Direction
Rewrite the entries below as a JSON list of strings, with one string for each line and any blank lines left out.

Input for this task
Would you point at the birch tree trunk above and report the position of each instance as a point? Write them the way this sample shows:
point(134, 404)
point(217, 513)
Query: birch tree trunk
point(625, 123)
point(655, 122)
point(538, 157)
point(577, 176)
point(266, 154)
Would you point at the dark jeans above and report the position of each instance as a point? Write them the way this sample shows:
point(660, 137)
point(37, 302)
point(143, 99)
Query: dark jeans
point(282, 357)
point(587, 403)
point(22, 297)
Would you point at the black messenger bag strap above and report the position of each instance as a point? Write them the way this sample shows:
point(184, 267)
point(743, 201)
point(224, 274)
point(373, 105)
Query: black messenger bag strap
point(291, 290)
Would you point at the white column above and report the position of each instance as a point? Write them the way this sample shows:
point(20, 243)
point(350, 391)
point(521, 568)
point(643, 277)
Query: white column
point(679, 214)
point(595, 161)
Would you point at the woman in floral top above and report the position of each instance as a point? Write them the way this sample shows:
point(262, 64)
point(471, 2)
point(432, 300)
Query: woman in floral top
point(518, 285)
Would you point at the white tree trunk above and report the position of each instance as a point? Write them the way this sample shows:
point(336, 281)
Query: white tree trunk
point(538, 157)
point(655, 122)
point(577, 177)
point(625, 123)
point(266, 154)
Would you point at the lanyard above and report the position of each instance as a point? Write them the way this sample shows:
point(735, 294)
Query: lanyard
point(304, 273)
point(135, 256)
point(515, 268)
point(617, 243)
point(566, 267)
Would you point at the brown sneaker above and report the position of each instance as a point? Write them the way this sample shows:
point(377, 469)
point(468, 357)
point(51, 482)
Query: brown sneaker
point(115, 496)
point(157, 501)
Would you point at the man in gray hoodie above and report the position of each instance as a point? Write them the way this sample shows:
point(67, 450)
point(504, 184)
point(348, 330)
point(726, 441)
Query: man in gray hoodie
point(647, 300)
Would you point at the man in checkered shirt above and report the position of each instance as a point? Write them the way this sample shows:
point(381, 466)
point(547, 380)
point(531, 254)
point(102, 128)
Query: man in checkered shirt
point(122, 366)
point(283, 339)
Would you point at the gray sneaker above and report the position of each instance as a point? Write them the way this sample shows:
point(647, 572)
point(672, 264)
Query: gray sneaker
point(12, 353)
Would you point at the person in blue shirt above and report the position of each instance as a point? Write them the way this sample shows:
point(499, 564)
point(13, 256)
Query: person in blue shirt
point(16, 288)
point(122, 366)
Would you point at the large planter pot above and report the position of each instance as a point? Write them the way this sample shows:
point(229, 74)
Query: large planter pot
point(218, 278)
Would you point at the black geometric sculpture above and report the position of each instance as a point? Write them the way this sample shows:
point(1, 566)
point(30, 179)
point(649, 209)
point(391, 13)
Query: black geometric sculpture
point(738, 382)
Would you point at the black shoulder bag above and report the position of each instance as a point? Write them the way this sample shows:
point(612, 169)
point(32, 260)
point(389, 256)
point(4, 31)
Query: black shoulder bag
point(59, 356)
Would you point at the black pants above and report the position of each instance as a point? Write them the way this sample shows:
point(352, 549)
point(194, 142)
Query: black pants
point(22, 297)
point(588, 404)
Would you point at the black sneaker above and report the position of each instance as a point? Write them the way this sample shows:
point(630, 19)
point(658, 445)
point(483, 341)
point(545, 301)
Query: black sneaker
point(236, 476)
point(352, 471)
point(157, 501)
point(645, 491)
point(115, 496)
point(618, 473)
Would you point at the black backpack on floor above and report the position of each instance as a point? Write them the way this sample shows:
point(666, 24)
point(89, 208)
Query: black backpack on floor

Solution to this problem
[
  "Would you point at the birch tree trunk above and report the position of each instance as a point? Write them the way this sample shows:",
  "point(134, 404)",
  "point(217, 513)",
  "Query: birch tree trunk",
  "point(625, 123)",
  "point(655, 122)",
  "point(538, 157)",
  "point(577, 176)",
  "point(266, 154)",
  "Would you point at the dark jeans above and report the position of each instance as a point? Write them the way this sample shows:",
  "point(660, 137)",
  "point(37, 302)",
  "point(143, 99)",
  "Query: dark jeans",
  "point(282, 357)",
  "point(587, 403)",
  "point(22, 297)",
  "Would you point at the black messenger bag strap above and report the position of each instance as a point? Write them the way this sample shows:",
  "point(184, 267)",
  "point(743, 201)",
  "point(224, 274)",
  "point(373, 105)",
  "Query: black messenger bag strap",
  "point(291, 290)",
  "Would you point at the white column above and report the position of each instance as a point? Write them the way this sample shows:",
  "point(20, 243)",
  "point(350, 391)",
  "point(521, 568)",
  "point(643, 277)",
  "Query: white column",
  "point(679, 214)",
  "point(595, 161)",
  "Would you point at the woman in floral top above and report the position of each instance as a point? Write them the way this sample shows:",
  "point(262, 64)",
  "point(471, 2)",
  "point(432, 300)",
  "Query: woman in floral top",
  "point(518, 285)",
  "Would you point at the white tree trunk above and report the position of each instance as a point? Write them the way this sample shows:",
  "point(336, 281)",
  "Query: white tree trunk",
  "point(538, 157)",
  "point(655, 122)",
  "point(577, 177)",
  "point(625, 123)",
  "point(266, 154)",
  "Would you point at the lanyard above and report the position of each instance as a point? Write them the way this sample shows:",
  "point(735, 294)",
  "Query: lanyard",
  "point(304, 273)",
  "point(135, 256)",
  "point(515, 268)",
  "point(617, 243)",
  "point(566, 267)",
  "Would you point at the brown sneaker above and report the position of each instance as a point? Write them the way this sample shows:",
  "point(377, 469)",
  "point(468, 357)",
  "point(51, 482)",
  "Query: brown sneaker",
  "point(115, 496)",
  "point(157, 501)",
  "Would you point at the man in gray hoodie above and report the position of each instance as a point? Write them the way this sample shows:",
  "point(67, 450)",
  "point(504, 184)",
  "point(348, 330)",
  "point(726, 441)",
  "Query: man in gray hoodie",
  "point(647, 300)",
  "Would you point at the man in checkered shirt above and report the position of each instance as a point? Write them the way this sample shows:",
  "point(381, 466)",
  "point(547, 380)",
  "point(531, 254)",
  "point(102, 128)",
  "Query: man in checkered shirt",
  "point(122, 366)",
  "point(283, 339)",
  "Would you point at the gray sneaker above and report the position of each instance as a point? Write them the way this sample shows:",
  "point(647, 572)",
  "point(672, 264)",
  "Query: gray sneaker",
  "point(12, 353)",
  "Would you point at the person in blue shirt above and report the position of each instance as a point? Write them the way this sample shows:",
  "point(499, 564)",
  "point(13, 256)",
  "Query: person in blue shirt",
  "point(16, 288)",
  "point(122, 366)",
  "Would you point at the large planter pot above and report the position of each instance as a point? Write them the way this sample shows:",
  "point(229, 74)",
  "Query: large planter pot",
  "point(218, 278)",
  "Would you point at the black geometric sculpture above and report the position of each instance as a point? Write them the way this sample shows:",
  "point(1, 566)",
  "point(30, 179)",
  "point(649, 209)",
  "point(391, 13)",
  "Query: black geometric sculpture",
  "point(738, 382)",
  "Would you point at the black shoulder bag above and report the position of each instance as a point? Write them the way this sample shows:",
  "point(612, 169)",
  "point(32, 260)",
  "point(389, 256)",
  "point(4, 31)",
  "Query: black shoulder bag",
  "point(59, 356)",
  "Would you point at the black pants above and report the position of each instance as a point? Write them the way this sample shows:",
  "point(352, 549)",
  "point(194, 142)",
  "Query: black pants",
  "point(22, 297)",
  "point(588, 404)",
  "Would you point at the black sneaker above and report the position of each instance as a point? Write them the way this sample shows:",
  "point(630, 19)",
  "point(658, 445)",
  "point(483, 341)",
  "point(545, 301)",
  "Query: black sneaker",
  "point(236, 476)",
  "point(352, 471)",
  "point(157, 501)",
  "point(645, 491)",
  "point(115, 496)",
  "point(618, 473)",
  "Would you point at the black backpack on floor above and report the position of each instance as a point? Write them the way this sample shows:",
  "point(666, 24)",
  "point(89, 208)",
  "Query: black backpack on floor"
]